(Material shown Opens)
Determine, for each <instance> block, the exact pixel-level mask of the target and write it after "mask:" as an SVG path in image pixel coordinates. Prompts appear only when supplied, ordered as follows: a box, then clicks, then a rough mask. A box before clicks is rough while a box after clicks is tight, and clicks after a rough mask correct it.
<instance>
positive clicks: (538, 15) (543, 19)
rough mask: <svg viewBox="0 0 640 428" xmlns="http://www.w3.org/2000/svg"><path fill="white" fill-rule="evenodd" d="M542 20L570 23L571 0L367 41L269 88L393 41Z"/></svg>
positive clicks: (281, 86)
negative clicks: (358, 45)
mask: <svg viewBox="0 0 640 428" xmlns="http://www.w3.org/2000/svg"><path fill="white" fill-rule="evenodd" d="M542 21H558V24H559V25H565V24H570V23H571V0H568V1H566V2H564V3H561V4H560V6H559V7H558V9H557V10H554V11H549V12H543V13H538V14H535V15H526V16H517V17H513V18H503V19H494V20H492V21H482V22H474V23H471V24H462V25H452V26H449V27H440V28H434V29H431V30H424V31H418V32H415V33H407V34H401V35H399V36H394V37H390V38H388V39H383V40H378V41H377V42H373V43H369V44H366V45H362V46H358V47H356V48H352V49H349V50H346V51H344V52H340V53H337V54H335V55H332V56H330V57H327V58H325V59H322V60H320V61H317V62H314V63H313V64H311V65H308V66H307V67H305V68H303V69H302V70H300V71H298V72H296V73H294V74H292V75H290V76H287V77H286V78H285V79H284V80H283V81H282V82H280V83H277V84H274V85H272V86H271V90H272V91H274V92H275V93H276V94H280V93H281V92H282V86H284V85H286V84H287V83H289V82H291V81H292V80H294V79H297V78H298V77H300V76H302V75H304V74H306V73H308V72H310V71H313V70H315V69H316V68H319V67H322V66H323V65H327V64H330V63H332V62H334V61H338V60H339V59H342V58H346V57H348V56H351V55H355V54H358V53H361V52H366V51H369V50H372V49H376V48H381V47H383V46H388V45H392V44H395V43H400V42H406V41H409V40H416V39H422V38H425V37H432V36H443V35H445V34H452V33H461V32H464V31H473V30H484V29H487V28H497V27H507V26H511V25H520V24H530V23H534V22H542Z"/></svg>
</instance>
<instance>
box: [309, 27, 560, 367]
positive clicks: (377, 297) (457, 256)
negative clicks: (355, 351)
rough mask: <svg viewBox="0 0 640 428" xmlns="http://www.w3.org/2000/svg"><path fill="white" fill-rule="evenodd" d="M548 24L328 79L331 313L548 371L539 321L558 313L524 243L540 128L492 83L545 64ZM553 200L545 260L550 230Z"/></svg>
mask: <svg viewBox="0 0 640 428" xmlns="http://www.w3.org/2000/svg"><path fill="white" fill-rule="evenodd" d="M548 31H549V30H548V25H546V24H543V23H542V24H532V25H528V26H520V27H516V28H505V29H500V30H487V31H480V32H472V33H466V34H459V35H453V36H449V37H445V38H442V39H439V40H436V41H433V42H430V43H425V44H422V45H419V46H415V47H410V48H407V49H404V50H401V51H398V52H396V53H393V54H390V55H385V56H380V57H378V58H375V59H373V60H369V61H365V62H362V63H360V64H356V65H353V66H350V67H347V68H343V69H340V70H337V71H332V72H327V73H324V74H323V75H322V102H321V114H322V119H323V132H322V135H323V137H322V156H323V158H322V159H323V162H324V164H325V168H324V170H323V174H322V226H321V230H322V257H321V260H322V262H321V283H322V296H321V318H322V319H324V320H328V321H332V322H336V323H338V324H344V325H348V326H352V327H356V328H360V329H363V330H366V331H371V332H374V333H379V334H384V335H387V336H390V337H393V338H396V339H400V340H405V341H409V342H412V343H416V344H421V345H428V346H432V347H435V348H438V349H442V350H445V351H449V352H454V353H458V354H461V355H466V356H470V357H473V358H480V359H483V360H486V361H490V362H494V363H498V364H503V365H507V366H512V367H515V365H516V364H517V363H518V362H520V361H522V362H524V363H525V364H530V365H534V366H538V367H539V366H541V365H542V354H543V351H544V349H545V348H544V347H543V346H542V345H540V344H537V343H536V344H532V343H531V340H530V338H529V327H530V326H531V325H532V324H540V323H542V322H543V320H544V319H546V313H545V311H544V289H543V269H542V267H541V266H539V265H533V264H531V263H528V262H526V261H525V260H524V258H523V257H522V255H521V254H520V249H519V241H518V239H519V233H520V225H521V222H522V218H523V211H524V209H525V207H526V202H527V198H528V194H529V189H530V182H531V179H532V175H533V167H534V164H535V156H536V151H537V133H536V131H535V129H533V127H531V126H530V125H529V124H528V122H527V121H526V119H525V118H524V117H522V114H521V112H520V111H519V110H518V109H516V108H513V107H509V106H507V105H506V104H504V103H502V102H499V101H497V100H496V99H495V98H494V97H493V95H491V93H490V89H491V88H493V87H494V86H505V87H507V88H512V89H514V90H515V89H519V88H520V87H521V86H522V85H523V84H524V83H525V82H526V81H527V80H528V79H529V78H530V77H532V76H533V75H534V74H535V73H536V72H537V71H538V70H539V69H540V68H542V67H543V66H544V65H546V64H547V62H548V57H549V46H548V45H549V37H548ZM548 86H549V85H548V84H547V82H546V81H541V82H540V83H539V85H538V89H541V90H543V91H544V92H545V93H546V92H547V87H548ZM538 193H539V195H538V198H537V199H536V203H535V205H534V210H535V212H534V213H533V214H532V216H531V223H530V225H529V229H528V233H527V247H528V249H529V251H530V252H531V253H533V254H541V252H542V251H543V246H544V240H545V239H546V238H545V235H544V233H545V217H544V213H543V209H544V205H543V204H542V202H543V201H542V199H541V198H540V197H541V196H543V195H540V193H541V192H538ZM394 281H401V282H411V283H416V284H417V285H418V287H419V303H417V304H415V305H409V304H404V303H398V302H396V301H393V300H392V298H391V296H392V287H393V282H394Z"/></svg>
(Material shown Closes)
Brief:
Print everything from the line containing "</instance>" down to the line containing "negative clicks: (355, 351)", both included, copying each line exactly.

The answer:
</instance>
<instance>
box: [309, 27, 560, 367]
positive clicks: (377, 297) (457, 256)
negative clicks: (355, 351)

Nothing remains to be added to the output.